Short problem
Nothing other than the lines from the one containing "In this photo, where can the sky" through the close of the entries below should be printed, each exactly.
______
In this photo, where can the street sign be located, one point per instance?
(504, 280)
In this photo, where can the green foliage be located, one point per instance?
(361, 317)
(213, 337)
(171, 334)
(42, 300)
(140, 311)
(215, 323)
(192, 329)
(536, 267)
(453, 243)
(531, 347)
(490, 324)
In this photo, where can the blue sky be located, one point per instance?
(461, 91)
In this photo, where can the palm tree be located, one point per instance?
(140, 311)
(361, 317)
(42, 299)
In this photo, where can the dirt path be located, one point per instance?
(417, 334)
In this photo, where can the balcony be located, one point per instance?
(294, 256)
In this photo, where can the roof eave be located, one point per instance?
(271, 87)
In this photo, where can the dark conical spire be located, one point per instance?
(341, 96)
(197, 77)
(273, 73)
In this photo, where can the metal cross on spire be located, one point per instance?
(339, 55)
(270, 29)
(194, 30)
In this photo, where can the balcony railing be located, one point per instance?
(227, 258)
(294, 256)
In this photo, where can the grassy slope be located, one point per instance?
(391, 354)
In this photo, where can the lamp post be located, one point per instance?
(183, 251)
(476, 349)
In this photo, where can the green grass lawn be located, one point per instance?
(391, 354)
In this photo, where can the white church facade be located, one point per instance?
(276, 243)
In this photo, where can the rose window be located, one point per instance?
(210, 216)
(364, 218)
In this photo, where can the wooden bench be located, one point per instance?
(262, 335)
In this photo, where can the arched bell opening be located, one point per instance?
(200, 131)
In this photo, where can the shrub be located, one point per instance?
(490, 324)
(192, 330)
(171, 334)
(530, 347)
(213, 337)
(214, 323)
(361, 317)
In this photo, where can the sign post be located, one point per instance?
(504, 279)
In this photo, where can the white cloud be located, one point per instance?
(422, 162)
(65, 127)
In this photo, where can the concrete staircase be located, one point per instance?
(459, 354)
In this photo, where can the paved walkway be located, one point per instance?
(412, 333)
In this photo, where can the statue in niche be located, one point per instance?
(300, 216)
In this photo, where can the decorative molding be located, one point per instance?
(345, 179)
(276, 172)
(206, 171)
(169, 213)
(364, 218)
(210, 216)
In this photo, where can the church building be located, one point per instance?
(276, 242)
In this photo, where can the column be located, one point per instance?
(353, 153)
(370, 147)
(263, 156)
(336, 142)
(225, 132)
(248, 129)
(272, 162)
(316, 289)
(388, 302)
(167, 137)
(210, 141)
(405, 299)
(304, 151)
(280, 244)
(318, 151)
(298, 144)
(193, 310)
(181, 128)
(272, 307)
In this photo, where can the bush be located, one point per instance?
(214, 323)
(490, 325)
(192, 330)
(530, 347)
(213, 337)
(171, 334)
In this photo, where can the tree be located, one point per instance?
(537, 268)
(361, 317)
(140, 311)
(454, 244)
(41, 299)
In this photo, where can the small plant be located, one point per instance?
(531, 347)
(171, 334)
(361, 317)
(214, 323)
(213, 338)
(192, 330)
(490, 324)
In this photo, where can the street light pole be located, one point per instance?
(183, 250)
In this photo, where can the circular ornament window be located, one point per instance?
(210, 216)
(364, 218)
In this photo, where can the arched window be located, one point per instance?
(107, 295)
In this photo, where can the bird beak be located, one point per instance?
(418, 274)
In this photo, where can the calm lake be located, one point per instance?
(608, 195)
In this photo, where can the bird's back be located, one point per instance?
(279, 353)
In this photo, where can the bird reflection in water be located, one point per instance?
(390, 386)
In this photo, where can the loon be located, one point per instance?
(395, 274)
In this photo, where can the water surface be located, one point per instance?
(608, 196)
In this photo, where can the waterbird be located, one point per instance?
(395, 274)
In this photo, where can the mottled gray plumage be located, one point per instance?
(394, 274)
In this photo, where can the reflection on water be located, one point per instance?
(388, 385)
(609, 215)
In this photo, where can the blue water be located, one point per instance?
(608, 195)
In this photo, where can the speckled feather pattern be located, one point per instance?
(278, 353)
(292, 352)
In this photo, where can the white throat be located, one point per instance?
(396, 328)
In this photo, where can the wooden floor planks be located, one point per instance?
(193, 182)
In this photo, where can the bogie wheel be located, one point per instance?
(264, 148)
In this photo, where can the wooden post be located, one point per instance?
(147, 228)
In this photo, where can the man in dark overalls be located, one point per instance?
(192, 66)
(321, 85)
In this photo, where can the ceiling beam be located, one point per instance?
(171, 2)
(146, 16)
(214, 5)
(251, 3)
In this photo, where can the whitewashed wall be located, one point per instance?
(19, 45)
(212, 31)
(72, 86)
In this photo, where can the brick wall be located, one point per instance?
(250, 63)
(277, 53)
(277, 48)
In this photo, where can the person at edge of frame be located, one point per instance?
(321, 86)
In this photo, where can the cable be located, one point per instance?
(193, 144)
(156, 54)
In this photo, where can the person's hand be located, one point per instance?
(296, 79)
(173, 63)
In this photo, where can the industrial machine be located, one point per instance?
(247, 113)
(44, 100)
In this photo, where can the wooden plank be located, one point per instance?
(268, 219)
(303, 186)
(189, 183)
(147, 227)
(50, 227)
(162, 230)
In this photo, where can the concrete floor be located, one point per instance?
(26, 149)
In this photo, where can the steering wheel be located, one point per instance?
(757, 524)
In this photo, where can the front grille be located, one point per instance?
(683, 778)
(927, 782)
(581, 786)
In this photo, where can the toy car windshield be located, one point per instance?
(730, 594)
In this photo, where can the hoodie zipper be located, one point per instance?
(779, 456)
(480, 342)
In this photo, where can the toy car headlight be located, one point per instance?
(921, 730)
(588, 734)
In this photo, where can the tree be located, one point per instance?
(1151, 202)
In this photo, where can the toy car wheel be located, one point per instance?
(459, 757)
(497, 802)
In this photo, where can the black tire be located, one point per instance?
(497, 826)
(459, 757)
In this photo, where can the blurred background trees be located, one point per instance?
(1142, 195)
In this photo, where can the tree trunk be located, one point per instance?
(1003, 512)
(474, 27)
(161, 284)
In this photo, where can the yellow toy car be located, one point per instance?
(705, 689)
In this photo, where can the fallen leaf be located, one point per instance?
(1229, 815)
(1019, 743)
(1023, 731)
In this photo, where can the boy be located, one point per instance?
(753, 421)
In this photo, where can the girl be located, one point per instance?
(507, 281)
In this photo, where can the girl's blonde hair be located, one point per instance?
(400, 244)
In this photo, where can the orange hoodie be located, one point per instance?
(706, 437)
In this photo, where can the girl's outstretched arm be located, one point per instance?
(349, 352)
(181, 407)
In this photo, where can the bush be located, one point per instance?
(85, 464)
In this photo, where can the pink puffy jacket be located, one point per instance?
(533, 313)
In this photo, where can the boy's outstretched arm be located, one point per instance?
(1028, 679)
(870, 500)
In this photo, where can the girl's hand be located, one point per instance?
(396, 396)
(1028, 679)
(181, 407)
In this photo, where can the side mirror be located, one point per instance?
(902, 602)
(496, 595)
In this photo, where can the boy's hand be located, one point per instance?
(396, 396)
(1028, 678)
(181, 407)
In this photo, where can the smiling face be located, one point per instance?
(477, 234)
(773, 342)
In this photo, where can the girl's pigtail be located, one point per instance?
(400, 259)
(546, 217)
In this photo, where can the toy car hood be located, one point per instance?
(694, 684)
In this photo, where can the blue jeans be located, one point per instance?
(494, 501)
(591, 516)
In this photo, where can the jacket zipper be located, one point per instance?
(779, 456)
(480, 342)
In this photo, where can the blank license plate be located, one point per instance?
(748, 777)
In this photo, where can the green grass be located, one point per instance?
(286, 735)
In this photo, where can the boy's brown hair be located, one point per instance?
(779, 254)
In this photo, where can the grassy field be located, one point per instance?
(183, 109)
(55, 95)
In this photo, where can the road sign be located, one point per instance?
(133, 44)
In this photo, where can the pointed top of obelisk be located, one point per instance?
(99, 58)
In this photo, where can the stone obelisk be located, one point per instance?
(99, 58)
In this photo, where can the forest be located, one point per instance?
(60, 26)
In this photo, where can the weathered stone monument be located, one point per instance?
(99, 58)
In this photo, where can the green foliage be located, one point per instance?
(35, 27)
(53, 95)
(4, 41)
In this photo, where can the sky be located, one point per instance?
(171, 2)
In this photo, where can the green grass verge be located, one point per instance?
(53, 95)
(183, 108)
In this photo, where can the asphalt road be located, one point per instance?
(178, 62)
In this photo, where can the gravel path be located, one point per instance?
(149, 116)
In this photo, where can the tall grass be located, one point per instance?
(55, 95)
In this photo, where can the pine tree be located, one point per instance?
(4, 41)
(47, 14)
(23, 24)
______
Full answer
In this photo, where can the sky be located, one point per instance?
(171, 2)
In this photo, where can the green grass verge be located, one point per instance?
(53, 95)
(183, 108)
In this photo, where can the asphalt road be located, one point per instance?
(178, 62)
In this photo, where can the gravel path be located, one point per instance?
(149, 116)
In this photo, where can the tall grass be located, one point per instance?
(55, 95)
In this photo, where can the pine tree be located, one point per instance?
(4, 41)
(47, 14)
(23, 24)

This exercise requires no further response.